** Problem details **
Reproduce the data below word for word, from the line that contains "Target: black backpack strap" through the end of the data, including both ends.

** Entries **
※ ※ ※
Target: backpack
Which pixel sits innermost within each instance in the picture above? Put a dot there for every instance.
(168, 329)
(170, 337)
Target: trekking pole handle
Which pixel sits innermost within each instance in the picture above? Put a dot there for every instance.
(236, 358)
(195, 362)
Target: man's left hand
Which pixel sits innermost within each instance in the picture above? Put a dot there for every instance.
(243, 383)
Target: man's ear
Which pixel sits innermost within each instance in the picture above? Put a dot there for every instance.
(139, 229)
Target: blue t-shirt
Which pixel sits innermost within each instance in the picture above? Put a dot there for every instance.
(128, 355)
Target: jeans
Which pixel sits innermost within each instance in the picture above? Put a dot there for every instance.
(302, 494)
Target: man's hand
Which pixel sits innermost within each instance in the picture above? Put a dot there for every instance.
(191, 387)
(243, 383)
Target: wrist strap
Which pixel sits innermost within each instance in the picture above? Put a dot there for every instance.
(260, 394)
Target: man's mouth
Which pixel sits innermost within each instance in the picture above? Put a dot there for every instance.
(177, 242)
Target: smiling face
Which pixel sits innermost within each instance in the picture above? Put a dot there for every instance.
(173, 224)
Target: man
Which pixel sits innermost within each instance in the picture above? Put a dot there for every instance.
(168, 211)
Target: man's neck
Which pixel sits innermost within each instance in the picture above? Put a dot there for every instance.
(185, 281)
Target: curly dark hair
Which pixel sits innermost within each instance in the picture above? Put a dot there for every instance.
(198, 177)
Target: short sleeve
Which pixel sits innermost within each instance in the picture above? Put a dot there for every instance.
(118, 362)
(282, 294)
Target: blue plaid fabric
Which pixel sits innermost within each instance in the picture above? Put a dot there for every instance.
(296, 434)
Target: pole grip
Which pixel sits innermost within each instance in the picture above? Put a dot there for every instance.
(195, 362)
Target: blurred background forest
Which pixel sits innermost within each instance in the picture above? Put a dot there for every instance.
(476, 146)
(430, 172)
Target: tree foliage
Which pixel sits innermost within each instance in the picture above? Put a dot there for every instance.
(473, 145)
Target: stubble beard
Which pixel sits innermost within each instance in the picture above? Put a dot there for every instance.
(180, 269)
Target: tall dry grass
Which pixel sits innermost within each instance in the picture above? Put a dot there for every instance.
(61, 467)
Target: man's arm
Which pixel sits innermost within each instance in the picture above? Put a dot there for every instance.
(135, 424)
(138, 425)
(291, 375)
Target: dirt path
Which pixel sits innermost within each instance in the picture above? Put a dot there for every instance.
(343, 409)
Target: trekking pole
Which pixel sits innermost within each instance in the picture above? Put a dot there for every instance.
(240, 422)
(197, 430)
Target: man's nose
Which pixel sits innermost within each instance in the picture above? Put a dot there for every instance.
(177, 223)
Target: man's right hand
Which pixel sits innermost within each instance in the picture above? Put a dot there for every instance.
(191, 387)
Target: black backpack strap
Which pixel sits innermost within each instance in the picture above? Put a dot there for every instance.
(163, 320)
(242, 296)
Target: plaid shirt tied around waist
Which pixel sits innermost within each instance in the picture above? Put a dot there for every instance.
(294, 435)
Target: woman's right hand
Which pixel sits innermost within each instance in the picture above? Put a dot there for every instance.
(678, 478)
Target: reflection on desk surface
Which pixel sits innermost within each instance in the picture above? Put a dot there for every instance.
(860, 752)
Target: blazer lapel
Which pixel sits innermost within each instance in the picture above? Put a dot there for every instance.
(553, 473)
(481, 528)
※ ※ ※
** Task answer **
Target: black backpack strap
Which pixel sits innermost within each instance in the picture above? Put a dot there for every instance.
(163, 320)
(242, 296)
Target: plaid shirt tied around waist
Which pixel sits innermost within each instance in the picture above? Put a dot there for every instance.
(294, 435)
Target: woman's right hand
Which pixel sits innermost within each instance in the picture above? Put a dot there for every instance.
(678, 478)
Target: reflection on desk surface
Which pixel sits innermost within each instance in the picture above? Put a dot there for every instance.
(860, 752)
Target: blazer lapel
Which pixel sits innermost within each instance in the picture above? Put a dot there for every instance.
(553, 473)
(481, 528)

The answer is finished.